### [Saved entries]
_ _ _ _ _ _ _

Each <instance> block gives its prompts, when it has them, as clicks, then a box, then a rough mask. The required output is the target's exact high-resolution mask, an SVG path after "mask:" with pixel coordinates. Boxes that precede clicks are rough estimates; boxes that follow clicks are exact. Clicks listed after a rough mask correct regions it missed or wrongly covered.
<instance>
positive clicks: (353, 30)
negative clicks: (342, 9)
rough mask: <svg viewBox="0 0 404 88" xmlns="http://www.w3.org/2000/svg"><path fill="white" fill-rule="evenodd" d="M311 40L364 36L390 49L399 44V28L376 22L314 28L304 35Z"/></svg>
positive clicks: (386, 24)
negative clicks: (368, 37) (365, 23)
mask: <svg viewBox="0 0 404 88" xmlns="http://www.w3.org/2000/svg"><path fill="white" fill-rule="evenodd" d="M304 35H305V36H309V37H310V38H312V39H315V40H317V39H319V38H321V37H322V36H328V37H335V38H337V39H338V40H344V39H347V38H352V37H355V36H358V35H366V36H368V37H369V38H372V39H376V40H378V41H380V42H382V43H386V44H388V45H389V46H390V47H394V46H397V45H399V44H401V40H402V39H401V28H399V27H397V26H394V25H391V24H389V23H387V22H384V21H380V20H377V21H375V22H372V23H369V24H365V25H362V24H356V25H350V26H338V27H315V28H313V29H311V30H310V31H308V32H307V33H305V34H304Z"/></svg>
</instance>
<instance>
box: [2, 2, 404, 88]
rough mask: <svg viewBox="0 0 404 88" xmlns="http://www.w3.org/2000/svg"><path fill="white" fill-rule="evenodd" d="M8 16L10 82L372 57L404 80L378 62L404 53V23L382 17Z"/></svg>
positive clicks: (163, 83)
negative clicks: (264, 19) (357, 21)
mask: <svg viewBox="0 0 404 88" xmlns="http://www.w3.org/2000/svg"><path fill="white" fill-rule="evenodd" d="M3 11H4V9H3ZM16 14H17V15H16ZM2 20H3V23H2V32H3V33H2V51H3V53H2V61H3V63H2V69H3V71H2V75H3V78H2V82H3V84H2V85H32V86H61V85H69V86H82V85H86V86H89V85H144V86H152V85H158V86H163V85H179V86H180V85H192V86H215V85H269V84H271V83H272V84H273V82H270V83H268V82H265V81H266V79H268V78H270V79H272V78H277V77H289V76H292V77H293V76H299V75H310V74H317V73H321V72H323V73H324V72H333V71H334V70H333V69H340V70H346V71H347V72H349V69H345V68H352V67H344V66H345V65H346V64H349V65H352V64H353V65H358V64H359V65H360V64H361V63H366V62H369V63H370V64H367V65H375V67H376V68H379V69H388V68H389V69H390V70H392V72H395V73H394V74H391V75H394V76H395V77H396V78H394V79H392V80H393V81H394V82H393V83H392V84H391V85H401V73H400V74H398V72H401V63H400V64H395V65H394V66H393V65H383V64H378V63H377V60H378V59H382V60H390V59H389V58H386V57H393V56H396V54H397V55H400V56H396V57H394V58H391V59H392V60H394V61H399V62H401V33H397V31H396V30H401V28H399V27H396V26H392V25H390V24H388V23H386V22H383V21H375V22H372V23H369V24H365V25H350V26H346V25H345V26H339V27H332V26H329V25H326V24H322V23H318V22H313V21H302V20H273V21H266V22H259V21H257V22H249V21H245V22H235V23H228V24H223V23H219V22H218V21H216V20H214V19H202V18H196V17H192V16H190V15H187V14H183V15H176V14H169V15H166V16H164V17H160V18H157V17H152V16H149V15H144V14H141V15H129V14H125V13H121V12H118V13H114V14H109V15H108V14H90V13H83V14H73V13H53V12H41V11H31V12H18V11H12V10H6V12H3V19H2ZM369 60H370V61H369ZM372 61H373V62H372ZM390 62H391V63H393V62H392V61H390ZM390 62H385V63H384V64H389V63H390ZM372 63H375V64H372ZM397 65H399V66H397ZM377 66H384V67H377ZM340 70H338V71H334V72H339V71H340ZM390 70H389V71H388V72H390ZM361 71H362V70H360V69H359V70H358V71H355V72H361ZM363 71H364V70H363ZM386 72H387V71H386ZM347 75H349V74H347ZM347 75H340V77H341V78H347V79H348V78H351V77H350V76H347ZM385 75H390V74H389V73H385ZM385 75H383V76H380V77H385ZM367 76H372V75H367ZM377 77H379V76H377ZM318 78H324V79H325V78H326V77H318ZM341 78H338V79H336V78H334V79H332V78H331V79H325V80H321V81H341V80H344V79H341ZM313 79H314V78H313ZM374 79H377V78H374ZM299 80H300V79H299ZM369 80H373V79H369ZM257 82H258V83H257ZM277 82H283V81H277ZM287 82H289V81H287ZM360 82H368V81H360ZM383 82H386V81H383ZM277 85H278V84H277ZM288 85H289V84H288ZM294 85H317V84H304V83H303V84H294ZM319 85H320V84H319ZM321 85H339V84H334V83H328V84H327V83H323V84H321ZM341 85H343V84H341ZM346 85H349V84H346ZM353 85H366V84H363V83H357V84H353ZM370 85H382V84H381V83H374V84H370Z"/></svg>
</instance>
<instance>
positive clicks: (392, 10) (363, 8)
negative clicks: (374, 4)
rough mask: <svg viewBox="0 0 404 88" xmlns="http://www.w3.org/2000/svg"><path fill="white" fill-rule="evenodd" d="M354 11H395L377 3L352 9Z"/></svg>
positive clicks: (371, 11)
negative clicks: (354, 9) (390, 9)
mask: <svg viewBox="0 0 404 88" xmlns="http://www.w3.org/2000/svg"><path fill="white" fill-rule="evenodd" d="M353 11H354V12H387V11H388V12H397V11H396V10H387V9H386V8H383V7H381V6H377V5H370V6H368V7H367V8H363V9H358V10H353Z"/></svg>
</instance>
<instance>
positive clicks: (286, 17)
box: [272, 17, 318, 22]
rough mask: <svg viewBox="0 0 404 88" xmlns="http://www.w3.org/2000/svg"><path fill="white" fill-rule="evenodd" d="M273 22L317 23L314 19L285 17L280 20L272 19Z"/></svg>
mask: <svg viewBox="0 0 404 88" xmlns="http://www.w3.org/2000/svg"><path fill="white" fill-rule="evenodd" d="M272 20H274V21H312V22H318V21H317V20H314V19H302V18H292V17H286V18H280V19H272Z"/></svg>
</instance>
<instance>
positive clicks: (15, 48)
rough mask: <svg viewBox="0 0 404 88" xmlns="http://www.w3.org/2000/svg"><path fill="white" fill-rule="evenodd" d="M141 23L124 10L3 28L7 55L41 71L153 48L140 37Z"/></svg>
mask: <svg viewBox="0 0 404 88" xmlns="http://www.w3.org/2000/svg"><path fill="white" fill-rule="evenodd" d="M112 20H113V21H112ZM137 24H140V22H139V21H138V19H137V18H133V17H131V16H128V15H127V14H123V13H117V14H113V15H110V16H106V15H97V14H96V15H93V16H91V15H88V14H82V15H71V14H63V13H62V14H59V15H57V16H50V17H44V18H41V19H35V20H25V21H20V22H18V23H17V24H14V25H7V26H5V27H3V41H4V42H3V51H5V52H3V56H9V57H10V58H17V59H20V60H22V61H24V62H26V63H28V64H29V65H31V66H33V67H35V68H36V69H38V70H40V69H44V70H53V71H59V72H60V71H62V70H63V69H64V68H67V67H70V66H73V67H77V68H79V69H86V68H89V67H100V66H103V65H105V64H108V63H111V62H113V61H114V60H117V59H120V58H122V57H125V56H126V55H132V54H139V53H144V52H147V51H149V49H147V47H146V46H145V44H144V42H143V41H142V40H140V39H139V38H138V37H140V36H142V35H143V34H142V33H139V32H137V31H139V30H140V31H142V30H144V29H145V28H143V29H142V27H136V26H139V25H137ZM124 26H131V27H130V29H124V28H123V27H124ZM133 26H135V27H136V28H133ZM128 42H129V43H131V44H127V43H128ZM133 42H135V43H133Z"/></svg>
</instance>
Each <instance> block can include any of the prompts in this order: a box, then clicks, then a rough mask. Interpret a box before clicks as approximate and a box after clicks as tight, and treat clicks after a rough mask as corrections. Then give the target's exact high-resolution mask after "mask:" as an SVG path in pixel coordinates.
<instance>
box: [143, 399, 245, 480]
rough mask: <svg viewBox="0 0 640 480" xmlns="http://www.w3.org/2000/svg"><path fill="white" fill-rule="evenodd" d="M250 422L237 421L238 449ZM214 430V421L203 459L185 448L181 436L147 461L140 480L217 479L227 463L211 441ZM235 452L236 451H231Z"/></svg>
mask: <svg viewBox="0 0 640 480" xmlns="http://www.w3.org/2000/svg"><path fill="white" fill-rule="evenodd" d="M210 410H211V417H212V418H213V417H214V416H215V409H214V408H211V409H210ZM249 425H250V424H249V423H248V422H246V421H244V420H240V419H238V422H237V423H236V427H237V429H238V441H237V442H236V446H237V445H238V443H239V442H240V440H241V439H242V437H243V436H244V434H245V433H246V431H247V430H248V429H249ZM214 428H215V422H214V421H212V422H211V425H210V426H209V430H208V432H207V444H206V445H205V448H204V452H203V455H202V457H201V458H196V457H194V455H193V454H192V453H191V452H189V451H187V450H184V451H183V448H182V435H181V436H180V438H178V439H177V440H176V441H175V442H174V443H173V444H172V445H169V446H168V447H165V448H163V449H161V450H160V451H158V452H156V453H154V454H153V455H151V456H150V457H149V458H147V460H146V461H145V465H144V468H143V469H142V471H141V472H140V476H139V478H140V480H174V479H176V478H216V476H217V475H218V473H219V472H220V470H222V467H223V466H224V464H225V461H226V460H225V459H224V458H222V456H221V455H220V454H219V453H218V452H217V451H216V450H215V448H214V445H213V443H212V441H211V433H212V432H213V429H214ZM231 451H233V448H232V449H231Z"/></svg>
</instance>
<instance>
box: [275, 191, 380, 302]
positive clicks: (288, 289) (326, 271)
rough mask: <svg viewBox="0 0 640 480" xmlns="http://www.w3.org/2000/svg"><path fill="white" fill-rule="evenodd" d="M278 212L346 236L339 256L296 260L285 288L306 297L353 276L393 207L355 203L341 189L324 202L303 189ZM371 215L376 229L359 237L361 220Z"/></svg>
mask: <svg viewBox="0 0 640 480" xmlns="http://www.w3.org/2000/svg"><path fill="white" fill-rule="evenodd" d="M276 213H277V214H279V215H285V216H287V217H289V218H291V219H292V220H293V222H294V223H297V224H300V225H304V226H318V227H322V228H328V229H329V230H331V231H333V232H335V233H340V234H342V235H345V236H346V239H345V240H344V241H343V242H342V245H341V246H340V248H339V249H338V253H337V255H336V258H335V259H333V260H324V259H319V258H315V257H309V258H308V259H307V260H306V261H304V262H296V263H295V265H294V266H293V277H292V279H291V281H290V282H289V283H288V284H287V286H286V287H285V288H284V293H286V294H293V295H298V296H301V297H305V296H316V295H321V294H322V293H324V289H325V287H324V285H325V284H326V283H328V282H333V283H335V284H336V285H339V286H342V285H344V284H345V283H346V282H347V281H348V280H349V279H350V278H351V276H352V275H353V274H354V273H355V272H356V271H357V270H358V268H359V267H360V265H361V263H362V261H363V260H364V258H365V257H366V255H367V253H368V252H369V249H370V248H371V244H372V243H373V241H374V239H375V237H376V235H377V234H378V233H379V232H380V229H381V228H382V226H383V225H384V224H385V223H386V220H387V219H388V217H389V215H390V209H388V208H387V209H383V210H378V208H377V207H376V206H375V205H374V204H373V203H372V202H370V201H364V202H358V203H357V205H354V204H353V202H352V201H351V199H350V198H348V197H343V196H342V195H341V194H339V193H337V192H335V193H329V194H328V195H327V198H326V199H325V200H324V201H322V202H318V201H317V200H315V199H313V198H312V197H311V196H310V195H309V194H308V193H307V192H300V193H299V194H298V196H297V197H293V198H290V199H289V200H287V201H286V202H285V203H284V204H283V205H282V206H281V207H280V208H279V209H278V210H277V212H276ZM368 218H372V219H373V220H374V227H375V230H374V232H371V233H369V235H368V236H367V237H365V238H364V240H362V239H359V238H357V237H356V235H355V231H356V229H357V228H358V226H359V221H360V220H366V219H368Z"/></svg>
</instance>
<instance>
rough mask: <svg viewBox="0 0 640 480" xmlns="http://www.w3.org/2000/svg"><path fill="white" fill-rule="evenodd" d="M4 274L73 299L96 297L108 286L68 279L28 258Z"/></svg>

_ _ _ _ _ _ _

### [Instructions to follow]
Update the entries from their start through the line containing "positive clicks: (386, 24)", inclusive, by replacing "rough mask" with "coarse mask". Leave everything else unchanged.

### [Result below]
Each <instance> block gives its prompts, when it has them, as clicks, then a box, then a coarse mask. The required output is the target's exact high-resolution mask, an SVG path after "mask:" with pixel coordinates. Boxes that precede clicks are rough estimates; boxes that follow clicks are exact. Clicks listed after a coarse mask correct regions it missed or wrongly covered.
<instance>
positive clicks: (353, 30)
negative clicks: (342, 9)
coarse mask: <svg viewBox="0 0 404 88" xmlns="http://www.w3.org/2000/svg"><path fill="white" fill-rule="evenodd" d="M311 40L364 36L390 49L399 44V28L376 22L314 28L304 35Z"/></svg>
positive clicks: (386, 24)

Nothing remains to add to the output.